[Given text]

From the Canadian Embassy in Kyiv you must obtain:
- A Statement in Lieu of Certificate of Non-Impediment to Marriage: this statement replaces the Certificate of Non-Impediment to Marriage seeing Canada does not have a central registry of marriage statistics.
- A Statutory Declaration on Marital Status: along with your Statement in Lieu of, these two documents are required by the RAGS when marrying a Ukrainian citizen as proof of your eligibility to be married.
You must report to the consular section of the Canadian Embassy during working hours: 9 AM – 12 PM Monday to Thursday. You must bring:
- A valid Canadian Passport;
- Birth certificate, if born in Canada, OR
- Canadian citizenship certificate, if born abroad (see below on how to authenticate your birth or citizenship certificate);
- I.D. card like a driver’s license;
- 5The identification page of your passport (name, date of birth, number of passport etc.), which must be translated into Ukrainian by a licensed Translation Agency and legalized by a licensed notary;
- The fee of CAD $50, which must be paid in cash at the embassy, in Ukrainian Hrivnyas, American dollars, or Canadian dollars. You will receive an official receipt.
As well, your Statement in Lieu of Certificate of Non-Impediment to Marriage and your Statutory Declaration must be legalized and authenticated at the Ministry of Foreign Affairs of Ukraine located at:
Ministry of Foreign Affairs
Section of Legalization of Documents
2 Velyka Zhytomyrska St.
Monday to Friday: 9 AM – 12 PM
If you have been previously married you will need the original copy of your final divorce certificate. As Canada is not a signatory to the Hague Apostille Convention, you will have to have it authenticated at Foreign Affairs, Trade, and Development Canada’s (DFATD) Authentication of Documents, or JLAC.
The procedure to do this is:
- The authentication at JLAC should be done while you are still in Canada.
- As of July 1, 2015, you must send a pre-addressed and stamped return envelope or a prepaid courier shipping label if mailing in your document for authentication. If not, it will be returned to you.
- Your divorce certificate must have been issued by a Canadian court with the original signature of the relevant court clerk or registrar along with the court seal or stamp. If the signature is not legible, have the clerk print their name or apply a stamp bearing their printed name.
- You must complete and enclose the EXT 2165 form. Go here and click on the EXT 2165 Form link to open it or download it to your computer’s hard drive and then open the form from there, if you are having difficulty opening the form online.

[/Given text]
[Records shown]

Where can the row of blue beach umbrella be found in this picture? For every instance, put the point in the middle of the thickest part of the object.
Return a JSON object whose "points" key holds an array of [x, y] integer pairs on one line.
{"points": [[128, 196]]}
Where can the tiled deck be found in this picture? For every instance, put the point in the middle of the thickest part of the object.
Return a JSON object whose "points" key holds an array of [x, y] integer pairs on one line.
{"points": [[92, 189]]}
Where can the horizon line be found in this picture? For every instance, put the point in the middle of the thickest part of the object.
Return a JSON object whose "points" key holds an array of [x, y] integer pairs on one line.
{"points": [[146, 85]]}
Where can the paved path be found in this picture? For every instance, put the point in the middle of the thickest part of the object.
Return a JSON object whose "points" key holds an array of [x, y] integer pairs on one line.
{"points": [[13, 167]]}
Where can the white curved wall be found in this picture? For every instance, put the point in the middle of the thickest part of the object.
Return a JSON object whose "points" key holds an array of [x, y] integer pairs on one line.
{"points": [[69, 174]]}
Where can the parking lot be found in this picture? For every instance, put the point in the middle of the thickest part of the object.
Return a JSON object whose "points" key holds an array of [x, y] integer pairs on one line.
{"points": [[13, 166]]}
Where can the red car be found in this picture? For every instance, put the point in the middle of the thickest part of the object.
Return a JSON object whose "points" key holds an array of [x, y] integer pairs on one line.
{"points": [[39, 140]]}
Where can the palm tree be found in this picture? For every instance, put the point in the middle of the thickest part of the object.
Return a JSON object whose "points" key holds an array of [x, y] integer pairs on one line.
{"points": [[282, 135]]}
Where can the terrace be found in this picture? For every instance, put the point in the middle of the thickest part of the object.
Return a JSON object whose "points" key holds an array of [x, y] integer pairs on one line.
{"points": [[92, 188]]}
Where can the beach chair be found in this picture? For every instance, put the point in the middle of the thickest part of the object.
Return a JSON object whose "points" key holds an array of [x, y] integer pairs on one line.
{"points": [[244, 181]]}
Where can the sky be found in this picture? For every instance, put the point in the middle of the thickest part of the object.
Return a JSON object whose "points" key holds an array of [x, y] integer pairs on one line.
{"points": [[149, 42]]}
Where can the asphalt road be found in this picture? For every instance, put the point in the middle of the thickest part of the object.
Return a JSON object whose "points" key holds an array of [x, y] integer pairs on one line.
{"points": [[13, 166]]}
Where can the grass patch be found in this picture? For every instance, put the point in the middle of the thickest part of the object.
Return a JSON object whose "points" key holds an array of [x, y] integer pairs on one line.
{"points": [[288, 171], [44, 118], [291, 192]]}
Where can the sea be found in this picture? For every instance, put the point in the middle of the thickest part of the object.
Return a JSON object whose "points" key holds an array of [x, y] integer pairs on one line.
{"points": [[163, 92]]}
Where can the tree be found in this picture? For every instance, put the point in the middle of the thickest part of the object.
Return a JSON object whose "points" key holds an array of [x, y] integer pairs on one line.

[/Records shown]

From the marriage paperwork instructions, print everything from "As well, your" down to "Documents, or JLAC." word for word.

*Result for this task*:
As well, your Statement in Lieu of Certificate of Non-Impediment to Marriage and your Statutory Declaration must be legalized and authenticated at the Ministry of Foreign Affairs of Ukraine located at:
Ministry of Foreign Affairs
Section of Legalization of Documents
2 Velyka Zhytomyrska St.
Monday to Friday: 9 AM – 12 PM
If you have been previously married you will need the original copy of your final divorce certificate. As Canada is not a signatory to the Hague Apostille Convention, you will have to have it authenticated at Foreign Affairs, Trade, and Development Canada’s (DFATD) Authentication of Documents, or JLAC.